**Text**
....

Partner Tech Stacks: When to Use CRM, PRM, Crossbeam, Slack, and More
Expert advice from Marco De Paulis (Partnership Director, Loop), Amanda Neilsen (Partner Sales Mngr, Box), Kelly Sarabyn (Partnership Director, HubSpot) and Jessie Shipman (Founder, Fluincy).
Snapshot
This hits home: You are scaling a partner program and every tool choice feels high stakes. Choose wrong and you waste budget, confuse partners, and add friction to deals. Choose right and you remove friction, scale relationships, and unlock predictable partner-driven pipeline and retention. The difference between manual hacks and a thoughtfully designed stack is time, trust, and measurable ROI across sales, success, and finance.
This article is designed to help you understand how to overcome these challenges and choose a partner technology stack that actually works for your partners and your internal teams. Keeping reading to learn how these experts have overcome these challenges.
Pick tools that remove friction — lean on your CRM first and only add systems when they actually reduce partner work. -Marco De Paulis
Table of Contents
- Why partner technology matters now
- Core tools every partner leader should consider
- CRM as the truth layer: what to track and why
- Crossbeam and account mapping: how to find overlap and motion
- Communication channels: Slack, SMS, and the power of personal outreach
- Using Gong as a partner intelligence engine
- The PRM debate: when to adopt a partner portal
- Partner payouts and PartnerStack: solving finance headaches
- Automation patterns for Slack and partner messaging
- How to justify budget and estimate ROI
- Implementation checklist and governance
- Common pitfalls and how to avoid them
- Real-world examples and tactical scripts
- FAQs
- Conclusion
Why partner technology matters now
You are likely juggling multiple priorities: discovering mutual customers, tracking partner influence on opportunities and churn, enabling partners with timely content, and handling payouts. Tools exist to make each of these easier, but the wrong stack just adds noise. The key is to treat technology as a way to remove friction where partners actually work—where they get things done day to day—rather than forcing them into another login that rarely gets used.
Leaders you trust—like Marco—emphasize maximizing what you already have in a CRM before adding more systems. At the same time, tools like Crossbeam and Gong can yield early, high-leverage insights that help you build the case for resourcing and scale faster.
Between those three tools, that’s everything I’m using on a day-to-day, week-to-week basis. -Marco De Paulis
Core tools every partner leader should consider
Your baseline stack will usually include a CRM, a method for account mapping, and reliable communication channels. From there you can expand into PRM, partner payments, and call-transcription intelligence as needed.
CRM (Salesforce, HubSpot): the truth layer
You should treat the CRM as the single source of truth for partner activity. Track inbound and outbound referrals, partner influence on pipeline and closed-won, and partner-led renewals or churn. If you lean heavily into automation, you can connect these signals to partner scorecards and revenue attribution models.

....

**To do**
A. Copy everything in the partner tech stack article from "CRM (Salesforce, HubSpot): the" down to "revenue attribution models.", switching "partner activity" to "partner engagement".
B. Pick up the partner tech stack article after its final sentence and keep writing.

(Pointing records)
....

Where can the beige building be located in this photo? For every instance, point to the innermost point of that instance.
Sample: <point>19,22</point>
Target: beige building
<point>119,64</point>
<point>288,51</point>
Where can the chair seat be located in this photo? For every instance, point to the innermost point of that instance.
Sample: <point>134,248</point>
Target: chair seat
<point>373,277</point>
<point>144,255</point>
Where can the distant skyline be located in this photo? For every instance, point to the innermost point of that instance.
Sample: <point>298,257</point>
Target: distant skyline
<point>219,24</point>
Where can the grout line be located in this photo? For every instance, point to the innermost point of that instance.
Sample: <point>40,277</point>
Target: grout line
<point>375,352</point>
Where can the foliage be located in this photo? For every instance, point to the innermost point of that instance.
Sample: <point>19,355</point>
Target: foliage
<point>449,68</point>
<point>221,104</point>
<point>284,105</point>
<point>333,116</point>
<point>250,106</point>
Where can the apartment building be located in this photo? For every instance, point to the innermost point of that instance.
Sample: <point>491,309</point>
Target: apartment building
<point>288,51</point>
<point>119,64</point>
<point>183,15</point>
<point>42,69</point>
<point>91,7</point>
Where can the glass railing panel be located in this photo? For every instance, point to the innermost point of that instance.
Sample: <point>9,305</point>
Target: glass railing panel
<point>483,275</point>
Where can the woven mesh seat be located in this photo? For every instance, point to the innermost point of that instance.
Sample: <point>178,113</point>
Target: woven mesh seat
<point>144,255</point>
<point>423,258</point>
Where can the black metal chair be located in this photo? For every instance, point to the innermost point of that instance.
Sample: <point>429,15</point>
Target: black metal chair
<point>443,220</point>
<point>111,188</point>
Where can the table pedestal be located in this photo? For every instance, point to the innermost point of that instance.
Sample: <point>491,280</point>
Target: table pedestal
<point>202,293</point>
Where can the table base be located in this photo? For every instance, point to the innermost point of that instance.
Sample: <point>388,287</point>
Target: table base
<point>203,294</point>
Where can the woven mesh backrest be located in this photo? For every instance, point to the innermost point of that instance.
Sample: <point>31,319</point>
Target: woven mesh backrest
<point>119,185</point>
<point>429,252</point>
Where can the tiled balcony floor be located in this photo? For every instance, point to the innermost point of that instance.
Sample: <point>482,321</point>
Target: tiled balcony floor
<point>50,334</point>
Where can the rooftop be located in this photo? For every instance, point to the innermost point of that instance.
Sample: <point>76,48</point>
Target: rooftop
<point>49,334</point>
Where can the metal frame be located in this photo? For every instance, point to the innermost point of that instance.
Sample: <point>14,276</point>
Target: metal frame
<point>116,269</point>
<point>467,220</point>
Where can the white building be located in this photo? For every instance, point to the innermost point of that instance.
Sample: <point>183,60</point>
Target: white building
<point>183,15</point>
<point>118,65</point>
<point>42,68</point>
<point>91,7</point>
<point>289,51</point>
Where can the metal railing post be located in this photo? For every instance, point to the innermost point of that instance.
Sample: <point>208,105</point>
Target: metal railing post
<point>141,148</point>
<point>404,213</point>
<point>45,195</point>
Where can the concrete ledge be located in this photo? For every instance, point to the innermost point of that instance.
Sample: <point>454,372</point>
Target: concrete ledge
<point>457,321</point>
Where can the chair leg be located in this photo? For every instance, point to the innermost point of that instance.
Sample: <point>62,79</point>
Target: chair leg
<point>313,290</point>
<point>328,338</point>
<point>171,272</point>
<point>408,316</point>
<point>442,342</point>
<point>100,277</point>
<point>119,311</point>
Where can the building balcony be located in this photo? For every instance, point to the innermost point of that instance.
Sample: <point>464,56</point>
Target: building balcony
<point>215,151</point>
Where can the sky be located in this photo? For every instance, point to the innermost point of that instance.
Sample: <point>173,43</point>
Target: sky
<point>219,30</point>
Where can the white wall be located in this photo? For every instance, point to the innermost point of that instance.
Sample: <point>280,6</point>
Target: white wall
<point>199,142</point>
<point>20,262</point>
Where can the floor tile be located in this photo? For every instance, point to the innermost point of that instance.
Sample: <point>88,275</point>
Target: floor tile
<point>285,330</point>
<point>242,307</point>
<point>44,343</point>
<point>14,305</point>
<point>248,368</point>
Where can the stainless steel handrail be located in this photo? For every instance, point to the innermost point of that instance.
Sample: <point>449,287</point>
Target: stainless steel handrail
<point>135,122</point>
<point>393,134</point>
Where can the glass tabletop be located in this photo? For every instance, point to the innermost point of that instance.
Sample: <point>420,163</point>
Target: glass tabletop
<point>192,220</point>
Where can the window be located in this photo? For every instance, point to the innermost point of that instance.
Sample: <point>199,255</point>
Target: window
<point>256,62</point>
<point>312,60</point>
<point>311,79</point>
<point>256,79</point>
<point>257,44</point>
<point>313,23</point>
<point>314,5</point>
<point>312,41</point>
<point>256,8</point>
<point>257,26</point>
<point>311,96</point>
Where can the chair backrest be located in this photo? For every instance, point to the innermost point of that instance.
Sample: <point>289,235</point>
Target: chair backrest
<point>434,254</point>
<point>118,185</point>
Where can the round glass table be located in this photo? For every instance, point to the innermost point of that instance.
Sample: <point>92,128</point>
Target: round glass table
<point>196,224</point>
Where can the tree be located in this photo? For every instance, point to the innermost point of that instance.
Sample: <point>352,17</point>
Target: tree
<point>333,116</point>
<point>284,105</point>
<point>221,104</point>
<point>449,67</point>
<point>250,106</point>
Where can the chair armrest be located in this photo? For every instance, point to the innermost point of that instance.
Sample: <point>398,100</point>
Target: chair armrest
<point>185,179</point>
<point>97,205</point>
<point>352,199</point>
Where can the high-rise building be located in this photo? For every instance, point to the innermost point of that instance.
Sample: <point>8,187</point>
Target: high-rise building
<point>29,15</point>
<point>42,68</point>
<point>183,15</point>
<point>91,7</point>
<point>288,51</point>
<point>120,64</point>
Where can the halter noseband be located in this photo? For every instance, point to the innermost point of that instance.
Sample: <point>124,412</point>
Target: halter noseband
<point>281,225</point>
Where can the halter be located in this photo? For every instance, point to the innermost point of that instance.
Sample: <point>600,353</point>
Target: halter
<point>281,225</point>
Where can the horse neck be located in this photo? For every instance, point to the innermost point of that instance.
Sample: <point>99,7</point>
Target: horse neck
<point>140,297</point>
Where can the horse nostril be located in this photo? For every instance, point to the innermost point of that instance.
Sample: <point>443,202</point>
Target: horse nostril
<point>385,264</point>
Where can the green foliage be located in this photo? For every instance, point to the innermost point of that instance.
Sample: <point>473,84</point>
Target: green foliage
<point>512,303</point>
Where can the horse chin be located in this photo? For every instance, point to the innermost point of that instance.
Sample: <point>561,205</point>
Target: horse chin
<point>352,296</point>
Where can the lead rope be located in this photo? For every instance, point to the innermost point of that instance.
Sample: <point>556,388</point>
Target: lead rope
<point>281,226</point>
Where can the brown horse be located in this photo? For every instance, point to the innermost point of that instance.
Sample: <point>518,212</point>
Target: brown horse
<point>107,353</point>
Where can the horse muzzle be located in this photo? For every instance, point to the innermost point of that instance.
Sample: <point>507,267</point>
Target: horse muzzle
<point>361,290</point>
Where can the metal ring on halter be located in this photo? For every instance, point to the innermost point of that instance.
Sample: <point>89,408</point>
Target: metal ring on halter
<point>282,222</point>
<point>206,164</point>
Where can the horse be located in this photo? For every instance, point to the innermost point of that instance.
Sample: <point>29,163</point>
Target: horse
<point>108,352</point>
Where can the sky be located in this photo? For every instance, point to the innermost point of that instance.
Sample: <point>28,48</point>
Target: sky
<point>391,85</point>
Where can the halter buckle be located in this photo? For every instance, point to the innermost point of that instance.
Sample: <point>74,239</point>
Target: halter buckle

....

**Answers provided**
A.
CRM (Salesforce, HubSpot): the truth layer
You should treat the CRM as the single source of truth for partner engagement. Track inbound and outbound referrals, partner influence on pipeline and closed-won, and partner-led renewals or churn. If you lean heavily into automation, you can connect these signals to partner scorecards and revenue attribution models.

B.
Use your CRM to:
- Record every partner-sourced or partner-influenced opportunity with clear metadata
- Associate contacts and companies to partner accounts
- Automate notifications to Partner Managers and Sales when a partner impact is detected
- Feed reporting that measures retention and churn attributable to partner motion
Crossbeam / Reveal: account mapping and overlap
Crossbeam or similar account-mapping tools should be an early addition. They are free or low-cost to start and give you instant visibility into mutual accounts and territory overlap. That insight helps you prioritize partner outreach, find co-sell motion opportunities, and spot misalignment early.

Right now we leverage Allbound for our PRM and then we use Reveal for account mapping. -Amanda Nielsen
Gong and conversation intelligence
Gong does more than coach reps. Use it as a partner intelligence engine. Transcripts reveal where partners are being mentioned in deals, what customers want, and where partners could add value. Those search results become playbook inputs for co-selling motions and enablement.

We do use Gong to find opportunities and for co-selling, co-servicing, also to do partner research. -Kelly
Slack and business texting (SMS): where partners live
Slack is where much partner work happens. Instead of driving partners to a third portal, integrate and push content into Slack, where partners already communicate. For higher-intensity, rapid-response relationships, business texting (SMS integrated through your CRM) can be business-critical. Use texting sparingly and intelligently—only for partners with whom you have a close, permissioned relationship.

It allows me to have one-to-one messaging, keep my own phone number separate. -Justin Zimmerman
CRM as the truth layer: what to track and why
You should instrument your CRM to capture partner attribution. Without this you can’t forecast partner-driven revenue or justify tooling budgets. Consider the following fields and workflows:
- Partner Referral Source field on Opportunities
- Partner Influence checkbox and Influence % weighting
- Partner Contact records linked to partner companies
- Automated workflows that notify partners and internal stakeholders when an opportunity is created or moves stages
- Lifecycle stage enrichment to indicate co-sell, co-service, or partner-led deals
These small additions let you answer big questions later: which partners influence renewals? Which partners shorten the sales cycle? Which partners produce the highest LTV customers?
Crossbeam and account mapping: how to find overlap and motion
Crossbeam-style tools solve a deceptively hard problem: who shares accounts with you and your partners? When you know overlap, you can proactively reach out and build co-selling or referral plays instead of waiting for inbound interest.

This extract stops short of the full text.